Start Text section

Gordon Brown, U.N. Special Envoy for Global Education and former Prime Minister of Britain, writes that our failure to reach the marginalised is a result of universal development goals that do not explicitly target resources on the most vulnerable populations. Without corrective remedies, unequal outcomes in one generation conspire with unequal access to resources in the next to make a mockery of genuine equality of opportunity.
Children in a slum in Dhaka, Bangladesh, earn 44 cents a day cutting used condensed milk cans. Credit: Naimul Haq/IPS
WASHINGTON, Apr 20 2013 (IPS) – “Recall the face of the poorest and weakest man you have seen, and ask yourself if this step you contemplate is going to be any use to him.”
Gandhi s challenge from 1948 should be uppermost in our thoughts this week at the Washington summit led by U.N. Secretary-General Ban Ki-moon and World Bank President Jim Yong Kim, when we examine why progress to meet the Millennium Development Goals (MDGs) has stalled.
Gandhi’s challenge is this: who will speak up for the most marginalised the out-of-school child, the child slave, the trafficked boy, the girl bride, the street child? Who will speak up for the most vulnerable and the hardest to reach? These are the forgotten millions that the MDGs were to do most to help. And yet the most revealing conclusion of our decade-long anti-poverty crusade is that despite great, and in some cases, outstanding progress, we have done least for those most in need.

End Text section
Start Provided information

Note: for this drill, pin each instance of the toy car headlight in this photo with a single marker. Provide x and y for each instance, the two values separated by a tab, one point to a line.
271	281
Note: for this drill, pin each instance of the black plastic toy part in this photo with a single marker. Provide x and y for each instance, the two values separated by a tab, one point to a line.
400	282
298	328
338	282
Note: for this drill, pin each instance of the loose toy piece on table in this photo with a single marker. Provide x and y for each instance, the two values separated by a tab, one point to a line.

End Provided information

**Given exercise A**: Transcribe the passage of the article on the Millennium Development Goals between "Gandhi s challenge" and "(MDGs) has stalled.", inclusive.
**Given exercise B**: Go on writing the article on the Millennium Development Goals from the point where it stops.

**Written response A**:
Gandhi s challenge from 1948 should be uppermost in our thoughts this week at the Washington summit led by U.N. Secretary-General Ban Ki-moon and World Bank President Jim Yong Kim, when we examine why progress to meet the Millennium Development Goals (MDGs) has stalled.

**Written response B**:
This week in Washington, in the presence of Ban Ki-moon and Jim Yong Kim, we are discovering that unless we target resources on the most vulnerable, they will continue to miss out. While the MDG process has made huge strides for universal education, it has been best at plucking the “low hanging fruit” – with some of the most marginalised left high and dry. So there are still 15 million children working full-time when they should be at school, and ten million school-aged girls who get married every year, unlikely to return to education.
For these reasons, but also because of shortages of teachers and classrooms – and often sheer discrimination against girls – a total of 500 million girls growing up today will never complete their schooling.
Unfortunately our failure is no accident: universal goals, which do not explicitly target resources on the most vulnerable, mean that those who are already the most marginalised will continue to go without. Indeed, as we formulate a , we have to recognise that future MDGs will also fall short on delivery if they do not ensure more resources go to those in need.
Adam Wagstaff of the World Bank concludes from his studies on health as well as on education that: “It’s not actually true that progress at the population level will automatically entail faster progress among the poor. If inequalities in education and health outcomes across the income distribution matter, and if we want to see ‘prosperity’ in its broadest sense shared, it looks like we really do need an explicit goal that captures inequality.”
Our failure to reach those most in need is not just ethically indefensible for anyone who believes in equal opportunities. It is self-evidently bad for the MDGs: we can’t accelerate progress unless we get serious about reaching the poor.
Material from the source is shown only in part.